**Reading passage:**

····················

While the Battalion was able to announce its coach, it was not ready on Wednesday to announce for sure that it will have a place to play. The franchise still is waiting for the official go-ahead from the Massachusetts Department of Conservation and Recreation, which owns the North Adams rink.

F1

here's the link
http://www.iberkshires.com/story/47...als-Meet-Hockey-Fans.html?source=sports_block

and from the Berkshire eagle:

http://www.berkshireeagle.com/sport...hockey-team-coach-introduced-north-adams.html


----------



## wildcat48

Falconone said:


> "The Timberwolves are the old Maine Moose team that couldn't draw 100 fans and the new owner was advertising on Craigslist for investors offering a 25% return. The NSHL is a far cry from the level of hockey that the Mainiacs were and are likely to fail quickly.
> 
> The new owner was also stating he was going to completely revamp the team and get a lot of new players. He then proceeded to call almost every player on the old Maine Moose team that was eligible to return and ask them to come back. SO judge for yourself about the potential for success."



http://mainehockeyjournal.com/?p=21018

F1[/QUOTE]
I know what's in the story... I wrote it.


----------



## Falconone

*confirmed my point*



wildcat48 said:


> http://mainehockeyjournal.com/?p=21018
> 
> F1



I know what's in the story... I wrote it.[/QUOTE]

Yes you did and the report confirmed my point........ which was the point of my earlier post !

····················

**Data records:**
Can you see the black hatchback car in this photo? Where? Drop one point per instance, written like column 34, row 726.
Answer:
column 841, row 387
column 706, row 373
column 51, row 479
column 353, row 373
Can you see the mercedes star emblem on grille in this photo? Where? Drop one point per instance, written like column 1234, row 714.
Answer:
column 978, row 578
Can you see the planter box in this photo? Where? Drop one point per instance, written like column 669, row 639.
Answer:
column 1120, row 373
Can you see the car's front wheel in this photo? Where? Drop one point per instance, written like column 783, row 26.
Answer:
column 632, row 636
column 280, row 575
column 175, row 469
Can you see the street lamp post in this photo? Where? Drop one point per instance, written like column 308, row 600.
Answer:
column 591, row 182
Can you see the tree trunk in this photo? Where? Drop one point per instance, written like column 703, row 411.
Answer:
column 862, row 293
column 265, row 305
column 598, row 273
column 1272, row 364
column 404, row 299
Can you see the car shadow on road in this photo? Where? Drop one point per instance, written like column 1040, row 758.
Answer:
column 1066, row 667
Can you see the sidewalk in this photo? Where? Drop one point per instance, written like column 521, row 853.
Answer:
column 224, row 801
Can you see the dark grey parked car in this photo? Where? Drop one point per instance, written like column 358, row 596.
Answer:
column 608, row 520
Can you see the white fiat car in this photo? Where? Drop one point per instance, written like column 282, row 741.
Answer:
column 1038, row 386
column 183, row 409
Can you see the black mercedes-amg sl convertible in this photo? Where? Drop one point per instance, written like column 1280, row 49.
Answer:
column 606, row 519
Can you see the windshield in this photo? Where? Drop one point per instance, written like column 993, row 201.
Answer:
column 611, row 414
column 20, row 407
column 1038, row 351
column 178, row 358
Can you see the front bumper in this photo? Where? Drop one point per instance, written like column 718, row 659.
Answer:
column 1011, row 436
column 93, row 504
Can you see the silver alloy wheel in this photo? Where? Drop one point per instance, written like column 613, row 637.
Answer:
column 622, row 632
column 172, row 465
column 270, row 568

····················

**Tasks and exercises:**
(A) Answer these from the hockey forum thread:
(i) Which agency owns the North Adams rink?
(ii) According to the quoted post, what former team are the Timberwolves?
(iii) What return did the new owner offer investors on Craigslist?
(B) Copy word for word the entries from the line that contains "Can you see the windshield" through the final line of the entries, including both of those lines.
The entries have no connection to the hockey forum thread.

**In response:**
(A)
(i) The Massachusetts Department of Conservation and Recreation
(ii) The old Maine Moose team
(iii) 25%

(B)
Can you see the windshield in this photo? Where? Drop one point per instance, written like column 993, row 201.
Answer:
column 611, row 414
column 20, row 407
column 1038, row 351
column 178, row 358
Can you see the front bumper in this photo? Where? Drop one point per instance, written like column 718, row 659.
Answer:
column 1011, row 436
column 93, row 504
Can you see the silver alloy wheel in this photo? Where? Drop one point per instance, written like column 613, row 637.
Answer:
column 622, row 632
column 172, row 465
column 270, row 568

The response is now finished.